DATA FOR REVIEW
-*-*-
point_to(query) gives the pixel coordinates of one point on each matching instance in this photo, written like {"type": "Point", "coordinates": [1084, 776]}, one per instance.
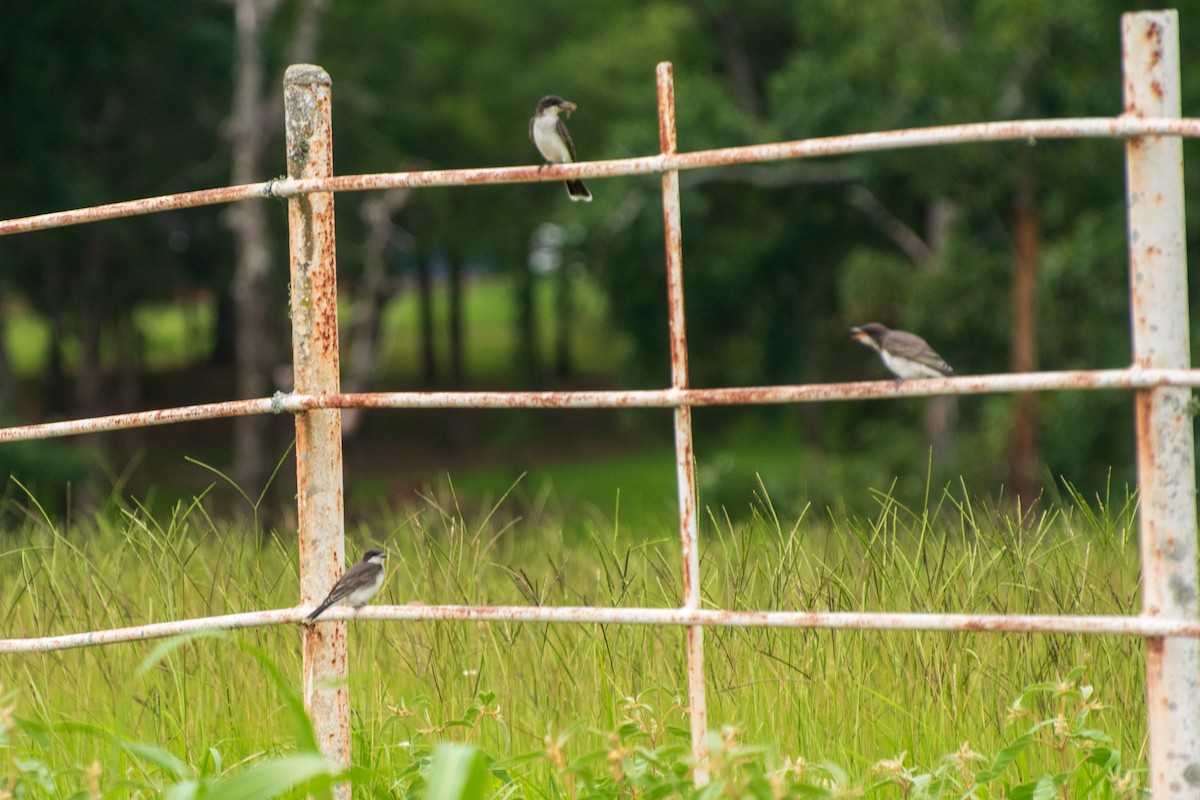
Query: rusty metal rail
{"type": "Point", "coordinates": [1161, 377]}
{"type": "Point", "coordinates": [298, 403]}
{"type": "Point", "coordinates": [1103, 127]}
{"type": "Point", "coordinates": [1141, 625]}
-*-*-
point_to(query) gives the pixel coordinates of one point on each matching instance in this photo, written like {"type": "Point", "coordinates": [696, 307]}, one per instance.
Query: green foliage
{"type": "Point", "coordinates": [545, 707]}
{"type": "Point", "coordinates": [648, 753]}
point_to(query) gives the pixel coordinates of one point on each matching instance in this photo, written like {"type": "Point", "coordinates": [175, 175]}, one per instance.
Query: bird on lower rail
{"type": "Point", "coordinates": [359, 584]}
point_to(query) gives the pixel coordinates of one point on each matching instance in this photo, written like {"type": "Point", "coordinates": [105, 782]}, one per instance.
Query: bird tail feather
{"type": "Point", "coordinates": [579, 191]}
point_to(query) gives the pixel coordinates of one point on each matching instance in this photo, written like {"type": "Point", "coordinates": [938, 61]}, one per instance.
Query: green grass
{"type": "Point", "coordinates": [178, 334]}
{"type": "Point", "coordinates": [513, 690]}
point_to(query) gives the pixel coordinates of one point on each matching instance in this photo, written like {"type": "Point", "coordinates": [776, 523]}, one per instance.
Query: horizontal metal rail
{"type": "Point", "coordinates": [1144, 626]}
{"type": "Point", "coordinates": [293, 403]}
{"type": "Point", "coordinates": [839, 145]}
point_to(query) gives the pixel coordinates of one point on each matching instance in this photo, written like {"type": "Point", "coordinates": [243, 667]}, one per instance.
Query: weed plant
-*-*-
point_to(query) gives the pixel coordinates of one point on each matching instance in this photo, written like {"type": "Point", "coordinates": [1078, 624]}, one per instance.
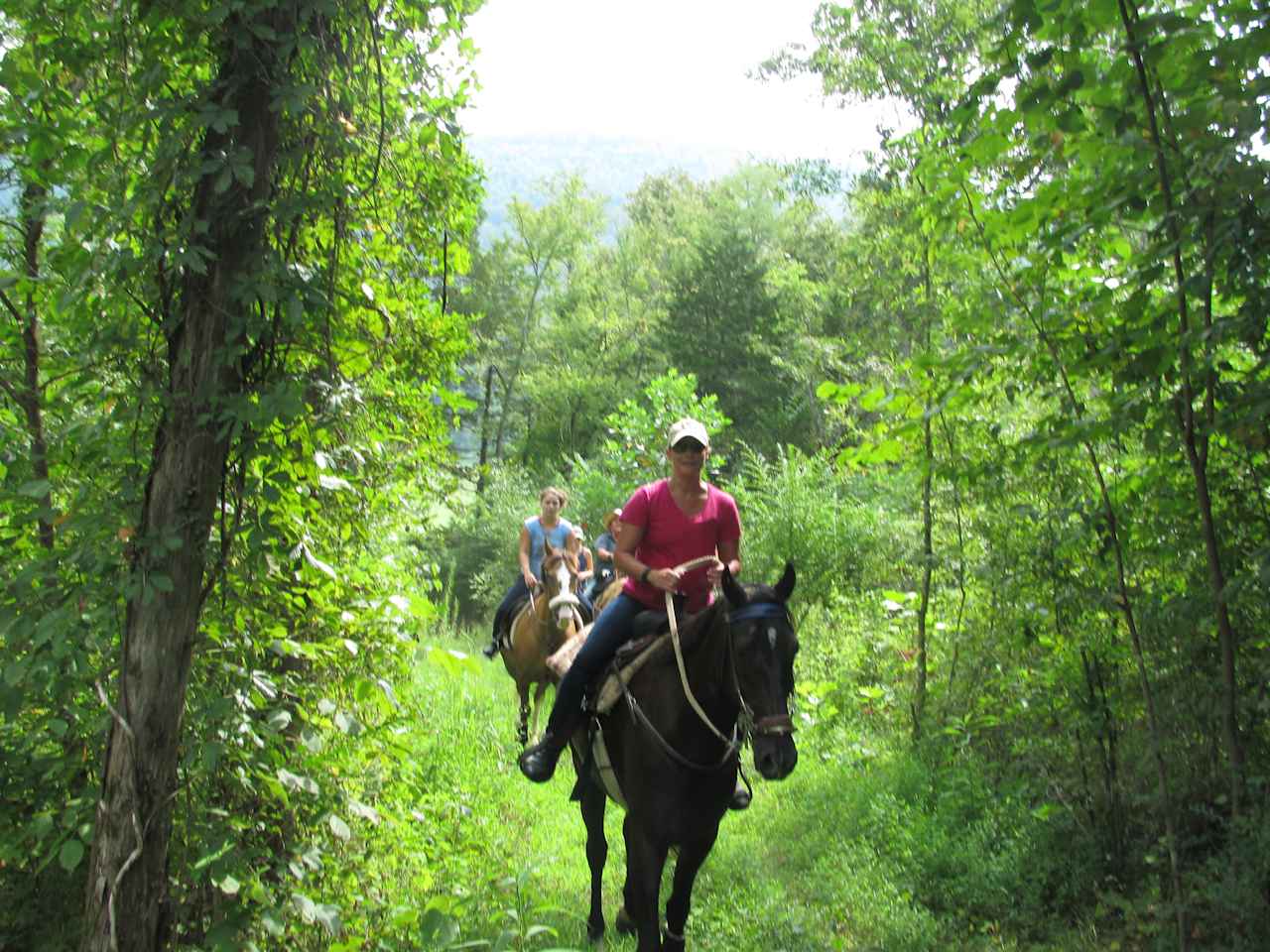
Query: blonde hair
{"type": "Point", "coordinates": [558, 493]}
-*-*-
DIRECTIONS
Provide only the count of lines within the entries above that include the string "instance".

TASK OUTPUT
8